Restate every record exactly as it is written, while omitting the pictures it holds.

Photo-based referring expression data.

++++

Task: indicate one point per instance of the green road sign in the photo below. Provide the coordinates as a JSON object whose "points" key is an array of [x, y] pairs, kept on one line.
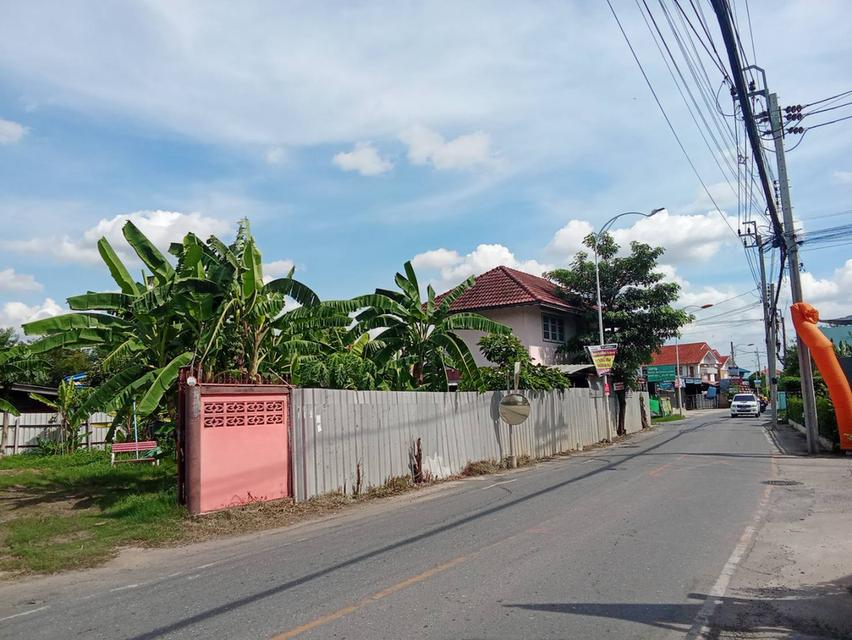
{"points": [[661, 373]]}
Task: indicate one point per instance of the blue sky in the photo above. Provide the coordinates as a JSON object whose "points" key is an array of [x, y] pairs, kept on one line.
{"points": [[357, 136]]}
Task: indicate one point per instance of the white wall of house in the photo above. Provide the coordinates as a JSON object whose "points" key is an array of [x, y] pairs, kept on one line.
{"points": [[527, 325]]}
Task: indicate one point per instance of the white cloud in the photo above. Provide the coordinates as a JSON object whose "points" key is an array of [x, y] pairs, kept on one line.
{"points": [[276, 269], [12, 281], [436, 259], [454, 267], [276, 155], [723, 195], [842, 177], [464, 152], [829, 295], [14, 314], [11, 132], [364, 159], [686, 238], [569, 239], [161, 227]]}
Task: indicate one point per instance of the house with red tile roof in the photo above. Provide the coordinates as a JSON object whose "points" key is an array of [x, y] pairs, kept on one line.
{"points": [[698, 361], [529, 304]]}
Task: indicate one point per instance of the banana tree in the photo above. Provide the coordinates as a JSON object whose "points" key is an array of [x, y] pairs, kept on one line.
{"points": [[241, 320], [420, 335]]}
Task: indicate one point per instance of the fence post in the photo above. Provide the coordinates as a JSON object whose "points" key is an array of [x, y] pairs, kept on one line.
{"points": [[15, 443], [4, 436]]}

++++

TASK ANSWER.
Task: indicate one point per instance of the green road sign in the photo below. Provide the coordinates as a JSON object whose "points" key is an array of [x, y] pairs, kept on one line.
{"points": [[661, 373]]}
Task: indicate one point per instance of the blue sky in the photo above. Provide the coordinates as a JSON object whose "points" key is an array of [x, y] pairs, kept on one line.
{"points": [[357, 136]]}
Task: indicate one point per instance of the white wall of house in the photo above. Provide the coordinates as a JSON object whose "points" key is an array of [x, y] pairs, kept on one line.
{"points": [[527, 325]]}
Task: indicate one point per instance of the white cloud in the photo above. Provide the coordinates as a JSON object whose "points" key is an array of [x, y] pairs, kept on one line.
{"points": [[276, 269], [12, 281], [436, 259], [454, 267], [276, 155], [723, 195], [842, 177], [464, 152], [829, 295], [14, 314], [11, 132], [364, 159], [686, 238], [569, 239], [161, 227]]}
Task: indicate one point per instance of the house with red tile roof in the photo above. Provide the coordinates as a JSON object whose "points" key is an array of [x, y] pairs, kept on one line.
{"points": [[698, 361], [529, 304]]}
Task: indicate one point per instance of the banana tree in the photo above. Provide the coordinates as a JSON object whose "points" key is an array of [x, y] pairs, kept on one line.
{"points": [[241, 320], [420, 335]]}
Task: indicate one point per instance of the fence post in the photo above. Provide the coordinates as a JSON object whose "points" key is an array of [x, y] pairs, kept on one line.
{"points": [[15, 443], [4, 436]]}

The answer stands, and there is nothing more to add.